- **What you should do**:
The line that contains "plant and put a dot on each instance?" marks the start. Please set it down, with every later line of the data, exactly and without pictures.

- **Records shown**:
----
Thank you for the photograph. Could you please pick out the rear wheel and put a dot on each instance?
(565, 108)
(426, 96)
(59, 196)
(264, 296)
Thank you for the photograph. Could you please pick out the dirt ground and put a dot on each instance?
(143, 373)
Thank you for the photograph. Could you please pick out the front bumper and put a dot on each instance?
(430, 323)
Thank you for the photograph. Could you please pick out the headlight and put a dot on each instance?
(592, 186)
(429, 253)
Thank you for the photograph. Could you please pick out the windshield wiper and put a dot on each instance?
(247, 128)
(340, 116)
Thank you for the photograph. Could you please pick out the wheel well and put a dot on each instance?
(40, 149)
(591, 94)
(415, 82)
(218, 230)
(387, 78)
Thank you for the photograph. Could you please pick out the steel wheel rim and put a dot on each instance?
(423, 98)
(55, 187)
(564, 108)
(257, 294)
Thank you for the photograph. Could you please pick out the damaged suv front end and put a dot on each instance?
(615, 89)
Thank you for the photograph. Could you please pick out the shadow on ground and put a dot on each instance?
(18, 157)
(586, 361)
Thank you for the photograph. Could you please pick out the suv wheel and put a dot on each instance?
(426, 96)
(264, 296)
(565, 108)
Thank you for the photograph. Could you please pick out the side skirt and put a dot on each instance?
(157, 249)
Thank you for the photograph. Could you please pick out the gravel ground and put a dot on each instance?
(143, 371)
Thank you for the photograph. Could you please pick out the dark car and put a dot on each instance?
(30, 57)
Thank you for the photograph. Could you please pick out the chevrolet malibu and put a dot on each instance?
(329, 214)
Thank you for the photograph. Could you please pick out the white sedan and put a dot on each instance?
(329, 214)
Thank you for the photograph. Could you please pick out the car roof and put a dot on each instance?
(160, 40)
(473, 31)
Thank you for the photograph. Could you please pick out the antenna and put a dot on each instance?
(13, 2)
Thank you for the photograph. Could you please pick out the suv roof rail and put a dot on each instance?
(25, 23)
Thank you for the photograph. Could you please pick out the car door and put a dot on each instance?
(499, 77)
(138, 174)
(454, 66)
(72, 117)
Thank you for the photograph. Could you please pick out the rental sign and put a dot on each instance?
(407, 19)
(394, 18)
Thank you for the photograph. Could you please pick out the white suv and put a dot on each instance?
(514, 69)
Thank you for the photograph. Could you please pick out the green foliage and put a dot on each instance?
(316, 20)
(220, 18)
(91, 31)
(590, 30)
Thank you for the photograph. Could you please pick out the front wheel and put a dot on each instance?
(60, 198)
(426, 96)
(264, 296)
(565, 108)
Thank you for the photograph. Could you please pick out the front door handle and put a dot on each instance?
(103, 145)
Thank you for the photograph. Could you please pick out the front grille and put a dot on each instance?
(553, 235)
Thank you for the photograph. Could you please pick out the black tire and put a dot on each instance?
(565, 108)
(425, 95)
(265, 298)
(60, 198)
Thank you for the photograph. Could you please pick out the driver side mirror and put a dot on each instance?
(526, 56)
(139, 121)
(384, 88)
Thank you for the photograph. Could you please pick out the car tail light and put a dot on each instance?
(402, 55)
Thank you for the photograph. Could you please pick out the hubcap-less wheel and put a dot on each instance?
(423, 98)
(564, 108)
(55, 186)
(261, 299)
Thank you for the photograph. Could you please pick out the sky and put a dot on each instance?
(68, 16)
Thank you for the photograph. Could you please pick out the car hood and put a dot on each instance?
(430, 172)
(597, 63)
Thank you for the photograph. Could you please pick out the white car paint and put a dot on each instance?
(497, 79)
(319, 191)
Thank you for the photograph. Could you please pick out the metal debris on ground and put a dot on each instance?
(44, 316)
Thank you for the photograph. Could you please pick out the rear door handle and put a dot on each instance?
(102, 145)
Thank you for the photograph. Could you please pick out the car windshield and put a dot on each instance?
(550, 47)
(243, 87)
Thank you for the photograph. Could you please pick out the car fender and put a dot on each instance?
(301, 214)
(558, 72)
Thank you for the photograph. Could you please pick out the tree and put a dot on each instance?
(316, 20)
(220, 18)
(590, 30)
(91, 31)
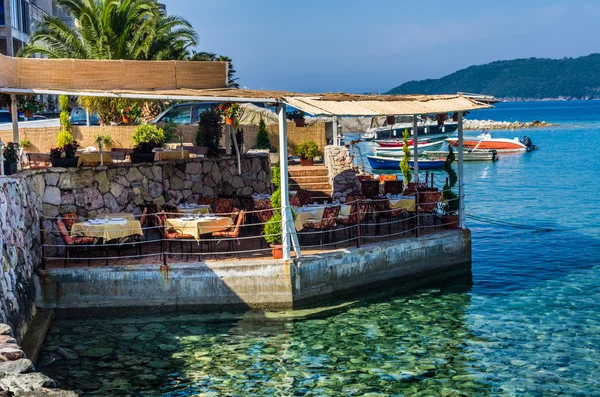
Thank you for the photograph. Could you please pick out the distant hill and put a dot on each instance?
(532, 78)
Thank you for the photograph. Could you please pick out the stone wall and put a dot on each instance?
(342, 172)
(124, 187)
(20, 201)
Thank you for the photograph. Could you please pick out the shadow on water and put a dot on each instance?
(400, 343)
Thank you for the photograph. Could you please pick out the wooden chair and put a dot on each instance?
(232, 233)
(34, 158)
(223, 205)
(324, 225)
(117, 156)
(358, 216)
(370, 189)
(72, 242)
(382, 210)
(393, 187)
(173, 235)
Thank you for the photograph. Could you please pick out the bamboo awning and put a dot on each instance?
(199, 81)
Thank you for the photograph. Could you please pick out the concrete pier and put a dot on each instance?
(253, 283)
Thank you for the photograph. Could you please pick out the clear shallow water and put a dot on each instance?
(526, 322)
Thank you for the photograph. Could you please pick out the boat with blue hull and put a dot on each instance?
(388, 163)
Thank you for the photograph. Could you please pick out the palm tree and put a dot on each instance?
(212, 57)
(112, 29)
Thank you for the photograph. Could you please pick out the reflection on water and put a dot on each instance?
(527, 326)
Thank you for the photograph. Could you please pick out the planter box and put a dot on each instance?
(65, 163)
(10, 168)
(137, 158)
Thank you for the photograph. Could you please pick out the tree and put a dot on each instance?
(262, 138)
(112, 29)
(212, 57)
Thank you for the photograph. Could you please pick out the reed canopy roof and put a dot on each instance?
(199, 81)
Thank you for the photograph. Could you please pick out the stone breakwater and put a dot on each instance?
(503, 125)
(20, 204)
(17, 374)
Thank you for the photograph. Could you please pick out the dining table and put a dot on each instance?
(108, 228)
(92, 159)
(194, 208)
(198, 225)
(171, 155)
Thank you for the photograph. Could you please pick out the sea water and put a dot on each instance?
(525, 323)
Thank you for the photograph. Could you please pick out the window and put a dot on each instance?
(179, 115)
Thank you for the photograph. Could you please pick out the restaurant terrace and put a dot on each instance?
(170, 213)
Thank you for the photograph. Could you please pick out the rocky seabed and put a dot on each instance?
(503, 125)
(17, 373)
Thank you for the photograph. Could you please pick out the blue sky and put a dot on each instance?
(364, 46)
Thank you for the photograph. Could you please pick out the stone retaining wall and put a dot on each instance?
(20, 201)
(342, 172)
(17, 374)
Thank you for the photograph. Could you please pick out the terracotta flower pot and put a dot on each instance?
(65, 162)
(10, 168)
(307, 162)
(450, 221)
(277, 251)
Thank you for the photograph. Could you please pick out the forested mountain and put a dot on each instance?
(532, 78)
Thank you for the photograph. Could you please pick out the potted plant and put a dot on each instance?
(146, 137)
(65, 156)
(307, 151)
(229, 111)
(273, 235)
(297, 116)
(143, 152)
(11, 157)
(452, 203)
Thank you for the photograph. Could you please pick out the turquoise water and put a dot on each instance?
(526, 323)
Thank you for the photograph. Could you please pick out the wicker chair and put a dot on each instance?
(358, 216)
(370, 189)
(324, 225)
(232, 233)
(393, 187)
(172, 235)
(72, 242)
(382, 210)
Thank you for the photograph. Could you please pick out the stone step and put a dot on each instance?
(316, 170)
(309, 179)
(323, 186)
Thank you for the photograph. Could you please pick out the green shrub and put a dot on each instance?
(262, 138)
(452, 203)
(404, 165)
(272, 230)
(64, 136)
(308, 150)
(209, 132)
(148, 133)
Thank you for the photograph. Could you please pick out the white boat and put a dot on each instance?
(501, 145)
(398, 151)
(367, 136)
(468, 154)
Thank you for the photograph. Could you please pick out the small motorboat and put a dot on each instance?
(500, 145)
(388, 163)
(399, 151)
(468, 155)
(367, 136)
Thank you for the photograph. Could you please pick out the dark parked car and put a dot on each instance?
(5, 117)
(185, 113)
(79, 117)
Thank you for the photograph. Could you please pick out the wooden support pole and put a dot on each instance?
(461, 192)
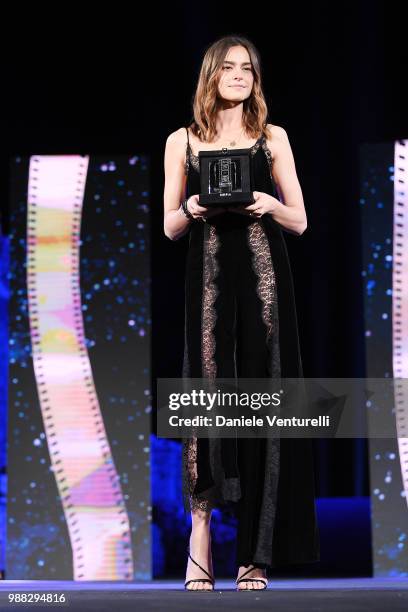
----
- **Finished exercise**:
Thank you for the photograph. Could you please pick out the potted plant and put a dot on each instance?
(146, 137)
(65, 156)
(307, 151)
(229, 111)
(273, 235)
(297, 116)
(143, 152)
(11, 157)
(452, 203)
Thank you for the photograph. Could you please pick out the turquoise water and put a dot on each instance?
(526, 323)
Thank you for the photograph. Could you please pick out the wicker chair and put a dot on each instance?
(358, 216)
(370, 189)
(324, 225)
(232, 233)
(393, 187)
(172, 235)
(72, 242)
(382, 210)
Thank you for the photograph. Could you please pick out the stone step and put a dot on each instance?
(316, 170)
(309, 179)
(323, 186)
Thank you for the photograph. Could you please pick out the green shrub and put a dot on each instance?
(262, 138)
(452, 203)
(404, 165)
(272, 230)
(64, 136)
(308, 150)
(209, 132)
(148, 133)
Thank you for the photograph. Could you please pick out the white boat and put a dot on each instance?
(501, 145)
(398, 151)
(367, 136)
(468, 154)
Thank you for the photograph. Could you please pick out the small motorboat and put a dot on each instance?
(500, 145)
(388, 163)
(399, 151)
(468, 155)
(367, 136)
Thank you for the photograph. Could you please pick out the dark parked car and put a dot on each instance?
(5, 117)
(185, 113)
(79, 117)
Thank you for the photograph. Could you please pick out the wooden support pole and put a dot on each instance?
(461, 192)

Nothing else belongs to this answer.